WHAT THE TASK REQUIRES –
Give back every record exactly as written.
---------- MATERIAL PROVIDED
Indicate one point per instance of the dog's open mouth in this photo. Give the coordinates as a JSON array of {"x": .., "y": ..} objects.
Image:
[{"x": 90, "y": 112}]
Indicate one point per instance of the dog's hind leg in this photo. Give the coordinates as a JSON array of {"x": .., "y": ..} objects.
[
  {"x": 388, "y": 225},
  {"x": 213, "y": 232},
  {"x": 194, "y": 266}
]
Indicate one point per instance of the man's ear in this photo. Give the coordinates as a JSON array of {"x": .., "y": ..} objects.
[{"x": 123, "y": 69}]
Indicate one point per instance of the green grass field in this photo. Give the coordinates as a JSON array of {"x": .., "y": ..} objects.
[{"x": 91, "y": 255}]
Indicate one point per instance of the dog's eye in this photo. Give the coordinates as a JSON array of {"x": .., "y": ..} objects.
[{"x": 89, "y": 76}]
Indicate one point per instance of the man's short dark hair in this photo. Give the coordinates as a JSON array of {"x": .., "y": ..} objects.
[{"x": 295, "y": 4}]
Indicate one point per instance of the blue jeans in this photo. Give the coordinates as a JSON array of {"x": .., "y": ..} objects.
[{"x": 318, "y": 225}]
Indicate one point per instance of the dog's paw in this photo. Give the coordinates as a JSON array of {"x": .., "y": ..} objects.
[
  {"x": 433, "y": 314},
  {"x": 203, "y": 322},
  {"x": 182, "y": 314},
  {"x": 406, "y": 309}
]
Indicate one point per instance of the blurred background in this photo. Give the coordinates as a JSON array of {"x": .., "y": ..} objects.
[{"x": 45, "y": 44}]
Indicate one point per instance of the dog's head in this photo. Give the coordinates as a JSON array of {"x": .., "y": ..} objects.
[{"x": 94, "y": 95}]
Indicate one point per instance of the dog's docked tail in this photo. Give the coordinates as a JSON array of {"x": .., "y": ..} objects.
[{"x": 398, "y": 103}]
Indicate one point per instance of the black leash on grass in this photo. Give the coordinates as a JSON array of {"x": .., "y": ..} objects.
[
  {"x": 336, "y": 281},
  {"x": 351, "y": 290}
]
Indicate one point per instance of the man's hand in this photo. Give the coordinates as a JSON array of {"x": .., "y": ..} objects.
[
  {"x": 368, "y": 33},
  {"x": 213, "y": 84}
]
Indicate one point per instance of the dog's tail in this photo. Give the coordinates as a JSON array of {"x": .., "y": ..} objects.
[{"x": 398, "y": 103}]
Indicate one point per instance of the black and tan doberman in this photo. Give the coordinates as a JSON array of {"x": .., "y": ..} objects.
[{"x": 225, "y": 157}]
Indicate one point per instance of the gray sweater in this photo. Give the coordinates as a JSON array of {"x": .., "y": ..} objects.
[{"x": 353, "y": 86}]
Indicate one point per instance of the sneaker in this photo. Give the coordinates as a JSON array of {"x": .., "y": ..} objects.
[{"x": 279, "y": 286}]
--------------------
SOLVED EXERCISE –
Indicate one point per instance of the dog's open mouth in this photo. Give the coordinates as a JSON array of {"x": .., "y": ..} objects.
Image:
[{"x": 90, "y": 112}]
Indicate one point per instance of the dog's hind leg in this photo. Give the coordinates as a JSON array of {"x": .., "y": ..} objects.
[
  {"x": 388, "y": 225},
  {"x": 213, "y": 232},
  {"x": 194, "y": 266}
]
Indicate one point per instance of the man's ear in this photo. Give the coordinates as a JSON array of {"x": .., "y": ..} objects.
[{"x": 123, "y": 69}]
Indicate one point per instance of the green grass field in this photo. Give the coordinates as a JSON array of {"x": .., "y": ..} objects.
[{"x": 91, "y": 255}]
Indicate one point per instance of the dog's eye in this photo. Give the coordinates as a JSON array of {"x": .., "y": ..} objects.
[{"x": 89, "y": 76}]
Indicate one point per instance of the man's short dark hair in this photo. Give the coordinates as a JSON array of {"x": .., "y": ..} objects.
[{"x": 295, "y": 4}]
Indicate one point per instance of the blue jeans in this photo. Give the coordinates as a JSON array of {"x": .., "y": ..} objects.
[{"x": 318, "y": 225}]
Indicate one point per instance of the dog's paw in this photo. Give the coordinates as a JSON array of {"x": .., "y": ..} objects.
[
  {"x": 433, "y": 314},
  {"x": 203, "y": 322},
  {"x": 182, "y": 314},
  {"x": 406, "y": 309}
]
Indicate one point per instance of the blurred background in this photo. Give the coordinates as a JSON array of {"x": .., "y": ..} objects.
[{"x": 45, "y": 44}]
Indicate one point per instance of the dog's head in this photo. Give the coordinates as a JSON array of {"x": .., "y": ..} objects.
[{"x": 94, "y": 95}]
Indicate one point per instance of the dog's docked tail in this photo. Give the coordinates as a JSON array of {"x": .., "y": ..} objects.
[{"x": 398, "y": 103}]
Indicate one point per instance of the black leash on grass in this photo. Give the coordinates as a JSON array of {"x": .., "y": ..} objects.
[
  {"x": 336, "y": 281},
  {"x": 351, "y": 290}
]
Indicate one point per instance of the man's hand in this photo. Give the coordinates as a JSON array of {"x": .., "y": ..} objects.
[
  {"x": 368, "y": 33},
  {"x": 213, "y": 84}
]
Indicate one point per instance of the dog's tail in this photo. Give the coordinates as a JSON array of {"x": .., "y": ..} objects.
[{"x": 398, "y": 103}]
Indicate one point per instance of the black and tan doberman in this photo. Give the coordinates as a JSON array of {"x": .., "y": ..} objects.
[{"x": 225, "y": 157}]
Indicate one point per instance of the gray sweater in this photo. Give the coordinates as a JSON array of {"x": .., "y": ..} objects.
[{"x": 353, "y": 86}]
Indicate one point per instance of the sneaker in this photo. Give the coordinates as a JSON array of {"x": .., "y": ..} objects.
[{"x": 279, "y": 286}]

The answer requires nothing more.